__SELECTION__.
┏━━
Written by Martin Gallagher, 26th November 2018

The Reader’s Learning and Quality Leader, Katie Clark, shares her thoughts on this week’s Featured Poem, At Day-Close in November by Thomas Hardy.

There always seems to be a big shift between October, still mild, full of colour, alive with nature and the new novelty of burnt orange and reds creeping into the leaves, and November, where colour gives way to dampness, frost and fog. This is a great poem to take some time with as we head in to that difficult, darker time of year, when the 'day close' still takes us by surprise, creeping ever closer to midday. As it seems that the hours in the day shrink, how important to take a step back to reflect on the passing of time through the years, as well as the days.

As the daylight fades, the 'Beech leaves, that yellow the noon-time/Float past like specks in the eye' and trigger the memory of planting these same trees 'in my June time'. I love how the seasons of the year translate to seasons of life here. The full bloom of June leaves mirroring the energy of this younger life. As Hardy observes 'the children who ramble through here' full of the present, it makes me think about how looking back across the expanse of years and marking the changes also enables you to imagine a time when the landscape will look different again.
┗━━
__GIVEN MATERIAL__.
┏━━
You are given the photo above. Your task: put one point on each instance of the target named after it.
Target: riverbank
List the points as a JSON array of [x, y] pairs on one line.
┗━━
__SET PROBLEM__.
Copy out word for word the passage of the reflection on Hardy's November poem from "Written by Martin" to "as the days.".

__SOLUTION BELOW__.
Written by Martin Gallagher, 26th November 2018

The Reader’s Learning and Quality Leader, Katie Clark, shares her thoughts on this week’s Featured Poem, At Day-Close in November by Thomas Hardy.

There always seems to be a big shift between October, still mild, full of colour, alive with nature and the new novelty of burnt orange and reds creeping into the leaves, and November, where colour gives way to dampness, frost and fog. This is a great poem to take some time with as we head in to that difficult, darker time of year, when the 'day close' still takes us by surprise, creeping ever closer to midday. As it seems that the hours in the day shrink, how important to take a step back to reflect on the passing of time through the years, as well as the days.